Start of GIVEN PASSAGE

Our protocol expands the use of G.mellonella from a systemic infection model to a model that allows bacterial administration via the natural oral route. G.mellonella is a suitable replacement model for rodents in analyzing different hallmarks of innate micro-post interactions as the larvae can be used for human pathogenic bacteria. Begin by transferring the eggs laid by adult moths to two liter boxes containing wax moth substrate, at 30 degrees Celsius, in the dark.
After one to two weeks, transfer 25 grams of larva containing substrate into fresh substrate, when small and tiny larva become visible. Synchronize the larvae after two weeks according to their size, into groups of 30 to 40 larvae in new two liter containers on wax moth substrate. After two weeks, select larvae for the experiment by weight.
Using only pale, fast moving larvae with a mass of 180 to 200 milligrams. To force feed the larvae, load an insulin syringe with a blunt-ended needle for oral application, with one times 10 to the seventh bacteria per 10 microliters of DPBS per larva. Load the syringe into a microsyringe pump.
Wait for a larva to open its mouth parts before inserting the syringe carefully between the mandibles and delivering the bacteria. When all of the larva have been fed, incubate the animals in the dark at 37 degrees Celsius, between one to 24 hours. For larva processing, clean a safety hood with ethanol and spray reagent for preventing RNase contamination.
Snap freeze the living larva in liquid nitrogen. Homogenize each individual frozen larva using a mortar and pestle and a small volume of liquid nitrogen. When a powdered homogenate has been produced, transfer the homogenate to a disposable wait boat and wait for the liquid nitrogen to evaporate.
When all of the larva have been homogenized, mix the powdered homogenates with one milliliter of TRIzol in a two milliliter tube. Incubate the mixture at room temperature for one hour. At the end of the incubation, pellet the homogenate by centrifugation.

End of GIVEN PASSAGE
Start of DATA SHOWN

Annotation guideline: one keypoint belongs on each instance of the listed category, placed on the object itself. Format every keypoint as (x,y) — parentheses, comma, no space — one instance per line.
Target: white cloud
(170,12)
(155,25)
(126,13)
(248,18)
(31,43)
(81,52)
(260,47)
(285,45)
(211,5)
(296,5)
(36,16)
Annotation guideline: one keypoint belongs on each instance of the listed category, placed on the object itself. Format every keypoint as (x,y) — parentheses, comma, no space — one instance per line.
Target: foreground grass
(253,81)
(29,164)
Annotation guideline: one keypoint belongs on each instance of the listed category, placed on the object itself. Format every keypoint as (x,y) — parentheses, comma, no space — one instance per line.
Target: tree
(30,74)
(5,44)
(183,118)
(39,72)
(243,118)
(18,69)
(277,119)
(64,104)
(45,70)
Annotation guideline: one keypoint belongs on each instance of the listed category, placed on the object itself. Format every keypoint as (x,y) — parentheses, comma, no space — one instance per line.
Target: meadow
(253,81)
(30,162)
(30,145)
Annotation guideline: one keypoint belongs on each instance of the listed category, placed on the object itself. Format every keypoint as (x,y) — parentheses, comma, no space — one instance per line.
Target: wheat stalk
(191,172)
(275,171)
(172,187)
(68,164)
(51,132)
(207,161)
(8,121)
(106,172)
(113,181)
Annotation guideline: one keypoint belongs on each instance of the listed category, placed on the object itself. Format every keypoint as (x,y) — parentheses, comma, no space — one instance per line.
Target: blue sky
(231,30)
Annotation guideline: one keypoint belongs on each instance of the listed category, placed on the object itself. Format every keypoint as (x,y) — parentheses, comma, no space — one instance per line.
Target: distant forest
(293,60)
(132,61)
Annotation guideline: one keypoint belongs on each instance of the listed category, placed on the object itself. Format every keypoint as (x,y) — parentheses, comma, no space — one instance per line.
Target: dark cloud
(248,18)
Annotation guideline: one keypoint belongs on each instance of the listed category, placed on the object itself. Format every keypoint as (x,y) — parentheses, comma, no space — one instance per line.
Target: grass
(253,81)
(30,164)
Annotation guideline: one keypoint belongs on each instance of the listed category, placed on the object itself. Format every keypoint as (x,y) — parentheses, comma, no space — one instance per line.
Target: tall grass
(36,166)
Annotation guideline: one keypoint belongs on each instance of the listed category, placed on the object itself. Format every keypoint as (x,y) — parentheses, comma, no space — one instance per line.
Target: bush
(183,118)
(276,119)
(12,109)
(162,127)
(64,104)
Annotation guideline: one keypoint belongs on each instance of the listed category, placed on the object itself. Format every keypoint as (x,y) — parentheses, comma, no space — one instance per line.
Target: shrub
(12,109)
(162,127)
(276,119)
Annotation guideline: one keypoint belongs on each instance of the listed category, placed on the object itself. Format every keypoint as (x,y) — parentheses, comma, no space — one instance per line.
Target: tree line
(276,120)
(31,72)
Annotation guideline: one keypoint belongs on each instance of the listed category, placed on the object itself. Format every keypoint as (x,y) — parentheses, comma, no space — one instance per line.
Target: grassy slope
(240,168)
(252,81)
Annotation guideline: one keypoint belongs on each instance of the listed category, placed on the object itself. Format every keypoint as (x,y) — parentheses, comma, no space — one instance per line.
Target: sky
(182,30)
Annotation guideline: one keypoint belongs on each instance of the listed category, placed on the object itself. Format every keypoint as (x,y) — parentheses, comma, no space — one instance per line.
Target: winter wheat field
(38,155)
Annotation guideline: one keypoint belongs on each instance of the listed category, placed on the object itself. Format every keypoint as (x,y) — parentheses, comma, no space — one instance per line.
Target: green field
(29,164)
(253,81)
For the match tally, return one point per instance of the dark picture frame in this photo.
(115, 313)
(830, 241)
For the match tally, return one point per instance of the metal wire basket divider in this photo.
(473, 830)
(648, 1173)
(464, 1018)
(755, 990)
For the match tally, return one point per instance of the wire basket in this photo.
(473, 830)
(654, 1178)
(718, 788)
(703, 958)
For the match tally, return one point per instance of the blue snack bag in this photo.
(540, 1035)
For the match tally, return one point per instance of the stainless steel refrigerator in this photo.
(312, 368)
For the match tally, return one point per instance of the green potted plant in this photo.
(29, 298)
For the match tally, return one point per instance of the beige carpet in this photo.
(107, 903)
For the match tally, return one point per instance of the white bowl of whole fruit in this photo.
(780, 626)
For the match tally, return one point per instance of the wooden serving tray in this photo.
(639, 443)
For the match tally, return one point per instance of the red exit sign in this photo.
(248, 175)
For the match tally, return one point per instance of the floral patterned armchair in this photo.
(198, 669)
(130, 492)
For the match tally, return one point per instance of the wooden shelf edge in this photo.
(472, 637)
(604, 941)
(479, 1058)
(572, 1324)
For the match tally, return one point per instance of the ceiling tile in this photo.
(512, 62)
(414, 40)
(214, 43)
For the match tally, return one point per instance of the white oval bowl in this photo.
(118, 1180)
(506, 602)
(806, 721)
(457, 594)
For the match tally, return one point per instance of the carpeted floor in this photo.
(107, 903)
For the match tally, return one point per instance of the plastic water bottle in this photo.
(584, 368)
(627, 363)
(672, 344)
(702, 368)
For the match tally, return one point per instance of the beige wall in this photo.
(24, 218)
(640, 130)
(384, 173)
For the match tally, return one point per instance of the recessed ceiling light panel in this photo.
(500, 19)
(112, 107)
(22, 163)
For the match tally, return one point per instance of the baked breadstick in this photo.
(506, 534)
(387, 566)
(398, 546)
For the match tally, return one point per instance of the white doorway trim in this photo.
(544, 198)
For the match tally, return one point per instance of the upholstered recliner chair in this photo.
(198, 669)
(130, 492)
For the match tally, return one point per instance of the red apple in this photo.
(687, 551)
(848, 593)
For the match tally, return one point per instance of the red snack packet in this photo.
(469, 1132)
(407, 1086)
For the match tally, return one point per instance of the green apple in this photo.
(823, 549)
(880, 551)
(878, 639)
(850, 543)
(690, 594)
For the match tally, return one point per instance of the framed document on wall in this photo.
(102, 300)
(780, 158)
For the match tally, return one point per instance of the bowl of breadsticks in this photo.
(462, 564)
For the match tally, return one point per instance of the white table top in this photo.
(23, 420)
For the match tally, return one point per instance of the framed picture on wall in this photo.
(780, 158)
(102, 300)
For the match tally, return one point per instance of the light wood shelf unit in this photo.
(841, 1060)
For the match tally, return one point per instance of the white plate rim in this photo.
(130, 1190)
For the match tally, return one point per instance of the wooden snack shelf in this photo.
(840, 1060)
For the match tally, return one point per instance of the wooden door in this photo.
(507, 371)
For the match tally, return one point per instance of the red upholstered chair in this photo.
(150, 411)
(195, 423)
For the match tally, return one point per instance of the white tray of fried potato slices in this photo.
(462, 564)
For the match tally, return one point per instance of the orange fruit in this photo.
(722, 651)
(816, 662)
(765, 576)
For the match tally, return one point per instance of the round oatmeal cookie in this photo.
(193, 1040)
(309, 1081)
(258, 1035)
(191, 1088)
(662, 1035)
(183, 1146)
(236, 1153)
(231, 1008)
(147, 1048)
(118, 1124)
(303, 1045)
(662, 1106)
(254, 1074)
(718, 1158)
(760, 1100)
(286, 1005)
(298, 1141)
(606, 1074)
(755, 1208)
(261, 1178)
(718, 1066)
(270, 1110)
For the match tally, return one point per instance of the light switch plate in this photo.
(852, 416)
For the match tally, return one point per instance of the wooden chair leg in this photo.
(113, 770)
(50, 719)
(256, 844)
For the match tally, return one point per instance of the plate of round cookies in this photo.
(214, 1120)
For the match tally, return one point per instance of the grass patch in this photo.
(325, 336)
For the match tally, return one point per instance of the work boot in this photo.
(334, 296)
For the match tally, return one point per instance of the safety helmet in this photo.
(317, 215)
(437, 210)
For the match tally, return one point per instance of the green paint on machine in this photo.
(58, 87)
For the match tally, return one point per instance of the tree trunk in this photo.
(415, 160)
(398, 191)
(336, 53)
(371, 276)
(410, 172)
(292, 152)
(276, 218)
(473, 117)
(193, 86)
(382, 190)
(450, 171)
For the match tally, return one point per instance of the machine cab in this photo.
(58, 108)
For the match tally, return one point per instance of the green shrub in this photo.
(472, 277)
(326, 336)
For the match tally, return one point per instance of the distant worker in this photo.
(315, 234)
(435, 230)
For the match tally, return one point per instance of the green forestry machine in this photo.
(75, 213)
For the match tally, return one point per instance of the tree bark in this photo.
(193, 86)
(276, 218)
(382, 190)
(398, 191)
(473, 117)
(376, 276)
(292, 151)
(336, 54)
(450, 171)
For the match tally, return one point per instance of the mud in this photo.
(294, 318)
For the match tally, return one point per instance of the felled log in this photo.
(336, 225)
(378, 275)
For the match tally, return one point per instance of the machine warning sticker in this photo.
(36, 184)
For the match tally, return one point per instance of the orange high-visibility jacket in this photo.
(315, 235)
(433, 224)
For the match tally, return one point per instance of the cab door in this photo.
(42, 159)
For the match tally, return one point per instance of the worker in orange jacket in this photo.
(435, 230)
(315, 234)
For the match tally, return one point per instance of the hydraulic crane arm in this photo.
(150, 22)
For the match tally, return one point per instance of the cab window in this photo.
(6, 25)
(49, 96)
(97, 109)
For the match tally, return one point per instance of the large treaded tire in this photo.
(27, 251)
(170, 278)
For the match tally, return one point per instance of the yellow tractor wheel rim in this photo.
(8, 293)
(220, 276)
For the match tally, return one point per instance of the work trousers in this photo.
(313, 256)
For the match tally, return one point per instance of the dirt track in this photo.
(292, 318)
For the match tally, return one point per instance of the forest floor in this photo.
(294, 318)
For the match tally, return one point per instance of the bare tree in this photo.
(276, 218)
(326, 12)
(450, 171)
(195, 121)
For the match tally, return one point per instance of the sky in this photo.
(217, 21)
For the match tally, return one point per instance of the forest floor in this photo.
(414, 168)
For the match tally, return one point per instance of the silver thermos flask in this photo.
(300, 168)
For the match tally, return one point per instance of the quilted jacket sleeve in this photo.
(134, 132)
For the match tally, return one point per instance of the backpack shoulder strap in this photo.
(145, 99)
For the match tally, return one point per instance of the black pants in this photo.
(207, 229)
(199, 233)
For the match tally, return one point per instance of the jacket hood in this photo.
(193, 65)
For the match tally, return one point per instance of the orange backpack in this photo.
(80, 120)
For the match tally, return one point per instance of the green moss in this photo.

End of DATA SHOWN

Please reproduce the text of the wax moth larva protocol word for word, starting at "After one to" and ending at "a microsyringe pump.".

After one to two weeks, transfer 25 grams of larva containing substrate into fresh substrate, when small and tiny larva become visible. Synchronize the larvae after two weeks according to their size, into groups of 30 to 40 larvae in new two liter containers on wax moth substrate. After two weeks, select larvae for the experiment by weight.
Using only pale, fast moving larvae with a mass of 180 to 200 milligrams. To force feed the larvae, load an insulin syringe with a blunt-ended needle for oral application, with one times 10 to the seventh bacteria per 10 microliters of DPBS per larva. Load the syringe into a microsyringe pump.